OBJECTIVE:
What follows is a listing; give it again exactly, in its entirety.

EXTRACTED DATA:

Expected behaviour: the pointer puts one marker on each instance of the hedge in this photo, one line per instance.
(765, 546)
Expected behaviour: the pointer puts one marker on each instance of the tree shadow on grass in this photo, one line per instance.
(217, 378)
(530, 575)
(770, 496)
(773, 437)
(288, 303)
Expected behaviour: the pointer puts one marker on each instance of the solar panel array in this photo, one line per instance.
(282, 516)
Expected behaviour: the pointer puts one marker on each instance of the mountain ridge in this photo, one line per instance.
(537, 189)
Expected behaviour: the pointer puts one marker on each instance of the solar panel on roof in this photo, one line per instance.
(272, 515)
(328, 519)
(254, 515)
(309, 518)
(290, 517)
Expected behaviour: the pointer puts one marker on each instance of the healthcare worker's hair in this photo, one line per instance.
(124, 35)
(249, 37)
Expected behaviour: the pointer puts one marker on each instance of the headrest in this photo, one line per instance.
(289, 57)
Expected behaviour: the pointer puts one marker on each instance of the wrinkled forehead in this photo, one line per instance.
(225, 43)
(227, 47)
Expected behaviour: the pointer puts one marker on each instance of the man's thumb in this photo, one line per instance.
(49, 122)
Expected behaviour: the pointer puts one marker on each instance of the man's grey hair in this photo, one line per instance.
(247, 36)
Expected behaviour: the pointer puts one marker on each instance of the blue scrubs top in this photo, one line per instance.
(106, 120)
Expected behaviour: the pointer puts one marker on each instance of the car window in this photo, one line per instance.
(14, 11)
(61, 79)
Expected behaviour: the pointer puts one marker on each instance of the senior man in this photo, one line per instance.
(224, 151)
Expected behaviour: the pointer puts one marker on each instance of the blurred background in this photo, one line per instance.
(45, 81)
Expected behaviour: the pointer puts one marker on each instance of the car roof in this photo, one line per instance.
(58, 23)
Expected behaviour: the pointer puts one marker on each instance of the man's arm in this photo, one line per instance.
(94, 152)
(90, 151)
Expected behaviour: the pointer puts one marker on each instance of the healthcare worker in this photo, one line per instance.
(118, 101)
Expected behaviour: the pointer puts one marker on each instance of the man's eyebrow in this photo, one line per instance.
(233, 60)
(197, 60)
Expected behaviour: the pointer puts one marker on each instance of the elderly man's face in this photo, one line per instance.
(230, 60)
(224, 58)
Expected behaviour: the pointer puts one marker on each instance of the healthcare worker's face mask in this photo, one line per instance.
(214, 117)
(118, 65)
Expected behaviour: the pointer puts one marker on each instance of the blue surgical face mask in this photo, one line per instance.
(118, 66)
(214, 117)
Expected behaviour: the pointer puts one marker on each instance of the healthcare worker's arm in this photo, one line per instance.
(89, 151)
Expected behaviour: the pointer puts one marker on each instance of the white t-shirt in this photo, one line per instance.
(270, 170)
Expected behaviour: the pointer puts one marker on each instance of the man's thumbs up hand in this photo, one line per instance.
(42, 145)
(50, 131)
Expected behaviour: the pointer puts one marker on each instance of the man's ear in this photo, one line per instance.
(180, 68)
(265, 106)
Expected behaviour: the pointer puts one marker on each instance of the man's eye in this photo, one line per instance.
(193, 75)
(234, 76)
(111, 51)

THE OUTPUT:
Expected behaviour: the pointer puts one marker on each instance of the hedge in this photo, one line per instance.
(765, 546)
Expected behaviour: the pointer puts one marker on each instance of the tree shadow on grass in this photo, one line per instance.
(217, 378)
(530, 575)
(770, 496)
(773, 437)
(288, 303)
Expected behaviour: the pointer puts one marker on each instance of the solar panel array in this photo, one line per instance.
(282, 516)
Expected behaviour: the pointer puts one marker on each instance of the mountain ridge in this photo, one line per instance.
(537, 189)
Expected behaviour: the pointer puts one marker on each instance of the solar panel on roof in this photo, one line per instance.
(272, 515)
(328, 519)
(254, 515)
(309, 518)
(290, 517)
Expected behaviour: the pointer puts one marker on each instance of the healthcare worker's hair in this photo, one line per instance.
(124, 35)
(249, 37)
Expected behaviour: the pointer puts one marker on each instance of the headrest in this photo, one line per instance.
(289, 57)
Expected behaviour: the pointer puts one marker on each instance of the wrinkled forehead in this photo, one line per instance.
(225, 43)
(227, 47)
Expected behaviour: the pointer puts one marker on each instance of the man's thumb in this photo, one line per instance.
(49, 122)
Expected behaviour: the pointer puts one marker on each instance of the man's grey hair in this photo, one line per instance.
(247, 36)
Expected behaviour: the pointer puts one marker on each instance of the blue scrubs top in this photo, one line per instance.
(106, 120)
Expected behaviour: the pointer puts one marker on each instance of the car window in this photo, one line per instance.
(14, 11)
(61, 79)
Expected behaviour: the pointer puts one marker on each instance of the senior man in this photo, one line per instance.
(224, 151)
Expected behaviour: the pointer puts one marker on each instance of the blurred background in this photo, one line per instance.
(45, 81)
Expected behaviour: the pointer puts one marker on each instance of the car roof in this photo, one line per instance.
(58, 23)
Expected behaviour: the pointer puts one marker on each instance of the man's arm in this photo, one line per instance.
(94, 152)
(90, 151)
Expected behaviour: the pointer puts one marker on each instance of the healthcare worker in this photo, one line per instance.
(118, 101)
Expected behaviour: the pointer puts one marker on each instance of the man's eyebrow in this photo, one line per instance.
(233, 60)
(197, 60)
Expected behaviour: the pointer puts one marker on each instance of the elderly man's face in this photo, one line per instance.
(230, 60)
(224, 58)
Expected behaviour: the pointer puts one marker on each instance of the healthcare worker's face mask in this photo, one line per instance.
(214, 117)
(118, 65)
Expected behaviour: the pointer puts one marker on each instance of the blue surgical face mask in this photo, one line per instance.
(118, 66)
(214, 117)
Expected behaviour: the pointer puts one marker on each instance of the healthcare worker's arm in this photo, one line per instance.
(89, 151)
Expected behaviour: the pointer puts one marker on each instance of the white t-shirt in this photo, one line per instance.
(270, 170)
Expected behaviour: the pointer puts one marker on each instance of the man's thumbs up hand in this photo, one line per instance.
(42, 145)
(50, 131)
Expected behaviour: the pointer puts one marker on each instance of the man's ear in this photo, one line per instance.
(180, 68)
(265, 106)
Expected behaviour: the pointer puts one marker on each instance of the man's eye in this photo, one line per instance.
(193, 75)
(234, 76)
(111, 51)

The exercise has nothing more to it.